**TASK TO CARRY OUT**: From the entries below, count the lines with "clear". Write only the count.

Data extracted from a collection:
-*-

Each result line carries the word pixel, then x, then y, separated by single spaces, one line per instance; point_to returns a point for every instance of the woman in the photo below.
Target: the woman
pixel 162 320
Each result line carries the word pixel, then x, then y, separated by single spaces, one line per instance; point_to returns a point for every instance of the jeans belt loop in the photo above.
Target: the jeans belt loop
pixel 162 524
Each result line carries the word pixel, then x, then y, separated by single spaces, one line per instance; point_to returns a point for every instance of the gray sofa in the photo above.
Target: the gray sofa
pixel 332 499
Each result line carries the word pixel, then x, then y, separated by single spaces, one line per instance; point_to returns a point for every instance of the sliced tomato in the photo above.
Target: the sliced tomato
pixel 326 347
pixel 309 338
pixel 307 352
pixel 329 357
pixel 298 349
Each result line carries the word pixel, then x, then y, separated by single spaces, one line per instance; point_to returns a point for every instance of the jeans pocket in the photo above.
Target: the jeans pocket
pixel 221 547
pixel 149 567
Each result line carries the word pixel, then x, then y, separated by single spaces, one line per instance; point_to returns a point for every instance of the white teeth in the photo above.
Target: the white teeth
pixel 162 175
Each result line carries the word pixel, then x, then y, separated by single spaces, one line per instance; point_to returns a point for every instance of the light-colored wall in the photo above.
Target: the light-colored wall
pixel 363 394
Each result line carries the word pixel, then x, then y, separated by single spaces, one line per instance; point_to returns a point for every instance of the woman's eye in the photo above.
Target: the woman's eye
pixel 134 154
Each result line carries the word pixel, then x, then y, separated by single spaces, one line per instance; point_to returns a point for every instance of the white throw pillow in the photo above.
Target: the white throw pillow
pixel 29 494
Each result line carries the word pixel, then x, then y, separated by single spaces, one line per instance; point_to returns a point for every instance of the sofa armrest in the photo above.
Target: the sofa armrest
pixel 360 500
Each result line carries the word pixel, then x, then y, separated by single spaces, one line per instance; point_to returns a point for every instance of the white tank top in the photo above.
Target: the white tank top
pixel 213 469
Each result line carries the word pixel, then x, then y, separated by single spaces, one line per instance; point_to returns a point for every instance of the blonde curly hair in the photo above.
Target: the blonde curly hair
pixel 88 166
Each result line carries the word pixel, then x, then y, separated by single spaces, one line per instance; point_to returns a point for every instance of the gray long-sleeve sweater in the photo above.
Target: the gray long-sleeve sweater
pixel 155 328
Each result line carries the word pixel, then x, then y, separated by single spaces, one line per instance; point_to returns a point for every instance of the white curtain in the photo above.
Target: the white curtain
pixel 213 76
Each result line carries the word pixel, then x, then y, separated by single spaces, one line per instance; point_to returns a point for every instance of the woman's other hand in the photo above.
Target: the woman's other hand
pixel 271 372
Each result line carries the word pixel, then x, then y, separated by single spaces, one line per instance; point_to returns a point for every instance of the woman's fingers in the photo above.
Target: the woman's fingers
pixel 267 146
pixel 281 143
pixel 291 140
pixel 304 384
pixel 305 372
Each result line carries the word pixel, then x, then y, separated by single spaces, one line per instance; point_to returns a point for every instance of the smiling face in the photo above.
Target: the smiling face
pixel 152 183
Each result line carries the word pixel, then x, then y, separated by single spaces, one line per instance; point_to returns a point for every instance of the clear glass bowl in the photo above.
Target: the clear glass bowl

-*-

**ANSWER FOR THIS EXERCISE**: 2